What the task requires ->
Whenever the word "reflected" appears in a line of the data below, copy that line.

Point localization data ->
------------------------------------

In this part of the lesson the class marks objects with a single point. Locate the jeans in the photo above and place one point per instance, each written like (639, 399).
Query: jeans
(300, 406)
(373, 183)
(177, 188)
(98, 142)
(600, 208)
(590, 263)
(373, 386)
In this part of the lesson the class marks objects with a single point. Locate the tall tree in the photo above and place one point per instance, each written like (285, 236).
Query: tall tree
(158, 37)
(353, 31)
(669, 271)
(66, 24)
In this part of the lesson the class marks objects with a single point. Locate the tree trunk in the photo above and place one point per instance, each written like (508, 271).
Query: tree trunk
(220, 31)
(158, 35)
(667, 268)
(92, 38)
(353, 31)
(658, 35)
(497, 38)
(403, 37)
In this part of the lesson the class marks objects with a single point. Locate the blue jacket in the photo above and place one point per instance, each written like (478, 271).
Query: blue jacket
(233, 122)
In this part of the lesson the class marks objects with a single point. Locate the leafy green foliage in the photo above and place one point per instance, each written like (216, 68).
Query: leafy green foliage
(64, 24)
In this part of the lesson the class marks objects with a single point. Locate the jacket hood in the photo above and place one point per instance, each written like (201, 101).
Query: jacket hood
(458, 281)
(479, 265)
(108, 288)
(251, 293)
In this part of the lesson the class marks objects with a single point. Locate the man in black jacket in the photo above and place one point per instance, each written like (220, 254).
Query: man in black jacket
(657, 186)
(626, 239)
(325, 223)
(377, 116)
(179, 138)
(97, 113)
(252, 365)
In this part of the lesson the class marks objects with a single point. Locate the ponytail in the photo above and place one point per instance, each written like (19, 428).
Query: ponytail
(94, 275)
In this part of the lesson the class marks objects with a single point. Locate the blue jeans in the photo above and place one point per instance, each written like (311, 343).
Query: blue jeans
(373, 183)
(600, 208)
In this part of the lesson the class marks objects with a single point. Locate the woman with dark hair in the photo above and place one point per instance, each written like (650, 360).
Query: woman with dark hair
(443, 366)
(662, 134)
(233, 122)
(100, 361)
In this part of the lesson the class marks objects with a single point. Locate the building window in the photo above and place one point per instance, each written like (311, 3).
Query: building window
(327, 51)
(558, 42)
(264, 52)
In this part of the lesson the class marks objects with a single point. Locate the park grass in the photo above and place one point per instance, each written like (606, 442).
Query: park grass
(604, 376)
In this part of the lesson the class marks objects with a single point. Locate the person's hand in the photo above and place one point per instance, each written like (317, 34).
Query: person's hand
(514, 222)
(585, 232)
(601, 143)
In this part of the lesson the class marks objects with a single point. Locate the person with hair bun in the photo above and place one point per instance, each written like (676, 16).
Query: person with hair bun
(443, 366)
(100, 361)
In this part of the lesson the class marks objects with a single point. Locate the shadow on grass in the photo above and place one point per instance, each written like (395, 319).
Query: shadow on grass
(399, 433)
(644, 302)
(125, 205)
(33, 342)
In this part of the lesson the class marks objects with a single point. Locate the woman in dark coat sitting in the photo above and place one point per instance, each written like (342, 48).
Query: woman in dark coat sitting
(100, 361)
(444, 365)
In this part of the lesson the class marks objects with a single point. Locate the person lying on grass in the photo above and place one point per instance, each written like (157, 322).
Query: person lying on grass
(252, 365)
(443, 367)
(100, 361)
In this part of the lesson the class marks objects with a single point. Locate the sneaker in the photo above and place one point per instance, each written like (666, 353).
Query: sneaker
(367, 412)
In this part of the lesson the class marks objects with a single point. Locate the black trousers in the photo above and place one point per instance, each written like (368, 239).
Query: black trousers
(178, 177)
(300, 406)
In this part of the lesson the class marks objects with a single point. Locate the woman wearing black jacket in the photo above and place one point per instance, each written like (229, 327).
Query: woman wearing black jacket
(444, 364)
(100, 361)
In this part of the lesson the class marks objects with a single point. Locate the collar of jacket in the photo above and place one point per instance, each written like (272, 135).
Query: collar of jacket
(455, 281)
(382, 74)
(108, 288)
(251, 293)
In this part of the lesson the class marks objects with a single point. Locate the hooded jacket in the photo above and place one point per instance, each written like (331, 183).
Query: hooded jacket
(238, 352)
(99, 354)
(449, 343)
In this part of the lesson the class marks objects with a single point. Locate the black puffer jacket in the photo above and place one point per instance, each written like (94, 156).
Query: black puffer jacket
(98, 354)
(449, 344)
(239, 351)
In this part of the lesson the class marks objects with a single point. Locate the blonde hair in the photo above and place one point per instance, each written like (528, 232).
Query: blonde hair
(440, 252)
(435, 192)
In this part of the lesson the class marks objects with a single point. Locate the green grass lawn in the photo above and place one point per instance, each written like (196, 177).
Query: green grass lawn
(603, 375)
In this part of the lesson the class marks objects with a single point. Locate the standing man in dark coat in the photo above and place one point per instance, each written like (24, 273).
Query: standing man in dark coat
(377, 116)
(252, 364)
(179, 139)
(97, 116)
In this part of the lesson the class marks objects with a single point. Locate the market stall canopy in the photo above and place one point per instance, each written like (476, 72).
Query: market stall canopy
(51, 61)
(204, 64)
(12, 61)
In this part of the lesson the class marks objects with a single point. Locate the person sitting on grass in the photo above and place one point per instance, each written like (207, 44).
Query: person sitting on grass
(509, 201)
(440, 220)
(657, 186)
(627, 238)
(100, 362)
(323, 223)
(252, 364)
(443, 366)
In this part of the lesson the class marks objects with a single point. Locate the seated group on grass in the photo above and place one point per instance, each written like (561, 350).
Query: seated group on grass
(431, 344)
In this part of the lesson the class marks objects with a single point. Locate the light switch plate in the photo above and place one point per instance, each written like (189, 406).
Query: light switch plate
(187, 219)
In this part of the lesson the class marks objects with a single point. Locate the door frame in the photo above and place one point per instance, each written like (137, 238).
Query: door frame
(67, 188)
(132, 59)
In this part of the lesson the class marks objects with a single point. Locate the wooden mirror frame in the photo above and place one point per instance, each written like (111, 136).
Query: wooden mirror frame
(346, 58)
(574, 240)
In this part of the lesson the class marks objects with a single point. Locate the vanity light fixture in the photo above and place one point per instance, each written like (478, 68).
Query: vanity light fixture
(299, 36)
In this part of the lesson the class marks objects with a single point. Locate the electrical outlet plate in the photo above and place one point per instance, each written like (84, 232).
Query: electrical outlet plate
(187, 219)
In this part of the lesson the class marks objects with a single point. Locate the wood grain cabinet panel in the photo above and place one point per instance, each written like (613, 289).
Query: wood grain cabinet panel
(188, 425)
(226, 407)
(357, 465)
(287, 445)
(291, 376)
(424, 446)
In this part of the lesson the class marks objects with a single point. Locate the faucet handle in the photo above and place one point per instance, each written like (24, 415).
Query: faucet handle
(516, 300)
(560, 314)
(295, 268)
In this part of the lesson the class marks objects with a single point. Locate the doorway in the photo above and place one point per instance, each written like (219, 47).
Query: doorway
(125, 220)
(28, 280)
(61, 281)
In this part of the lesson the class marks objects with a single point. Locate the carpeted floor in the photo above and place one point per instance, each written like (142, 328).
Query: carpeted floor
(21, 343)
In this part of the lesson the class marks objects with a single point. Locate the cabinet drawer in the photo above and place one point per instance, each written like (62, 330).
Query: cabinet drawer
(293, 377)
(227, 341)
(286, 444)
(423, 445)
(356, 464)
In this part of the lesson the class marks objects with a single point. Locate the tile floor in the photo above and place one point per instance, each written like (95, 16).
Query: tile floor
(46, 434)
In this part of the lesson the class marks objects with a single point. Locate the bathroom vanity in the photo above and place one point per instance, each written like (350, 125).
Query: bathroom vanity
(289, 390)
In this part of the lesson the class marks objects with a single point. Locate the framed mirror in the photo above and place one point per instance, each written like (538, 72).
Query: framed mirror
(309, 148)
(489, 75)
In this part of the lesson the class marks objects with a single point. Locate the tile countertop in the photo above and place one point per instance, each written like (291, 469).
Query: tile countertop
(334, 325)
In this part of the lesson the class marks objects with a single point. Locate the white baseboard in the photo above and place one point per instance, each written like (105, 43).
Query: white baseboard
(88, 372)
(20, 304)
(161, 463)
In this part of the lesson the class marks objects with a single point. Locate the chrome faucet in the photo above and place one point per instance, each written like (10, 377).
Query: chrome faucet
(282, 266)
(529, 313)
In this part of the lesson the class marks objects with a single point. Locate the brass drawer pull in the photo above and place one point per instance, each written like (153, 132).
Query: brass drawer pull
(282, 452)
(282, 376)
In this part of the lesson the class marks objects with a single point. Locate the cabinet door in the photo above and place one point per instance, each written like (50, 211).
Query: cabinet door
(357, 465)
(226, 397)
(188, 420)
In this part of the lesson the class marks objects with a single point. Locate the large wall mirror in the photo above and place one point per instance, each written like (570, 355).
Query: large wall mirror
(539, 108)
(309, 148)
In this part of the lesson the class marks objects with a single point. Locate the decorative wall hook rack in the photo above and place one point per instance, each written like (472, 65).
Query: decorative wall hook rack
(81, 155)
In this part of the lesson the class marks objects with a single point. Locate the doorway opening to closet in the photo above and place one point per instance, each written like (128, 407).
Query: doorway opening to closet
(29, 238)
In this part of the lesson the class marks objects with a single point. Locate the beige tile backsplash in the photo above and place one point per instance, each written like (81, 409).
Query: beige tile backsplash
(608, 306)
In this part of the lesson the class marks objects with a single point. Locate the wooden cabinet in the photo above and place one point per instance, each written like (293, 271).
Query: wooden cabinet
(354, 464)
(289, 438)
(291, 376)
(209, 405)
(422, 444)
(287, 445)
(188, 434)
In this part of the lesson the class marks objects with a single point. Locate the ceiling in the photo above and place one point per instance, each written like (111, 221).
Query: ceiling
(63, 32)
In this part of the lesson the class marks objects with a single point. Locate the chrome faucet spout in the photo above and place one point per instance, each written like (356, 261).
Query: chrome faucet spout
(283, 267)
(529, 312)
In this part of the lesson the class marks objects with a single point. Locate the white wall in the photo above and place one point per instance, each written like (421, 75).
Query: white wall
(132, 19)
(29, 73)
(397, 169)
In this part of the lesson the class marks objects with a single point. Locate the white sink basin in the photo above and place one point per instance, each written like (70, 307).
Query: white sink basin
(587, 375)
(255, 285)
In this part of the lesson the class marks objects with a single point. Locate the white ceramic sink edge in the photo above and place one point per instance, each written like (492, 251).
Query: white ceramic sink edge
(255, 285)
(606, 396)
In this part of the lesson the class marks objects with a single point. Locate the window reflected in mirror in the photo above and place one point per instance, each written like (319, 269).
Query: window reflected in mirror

------------------------------------

Written solution ->
In this part of the lesson the class marks objects with a single point. Locate the window reflected in mirror in the photo above and place one point per instance, each written like (319, 269).
Query: window reflected in mirror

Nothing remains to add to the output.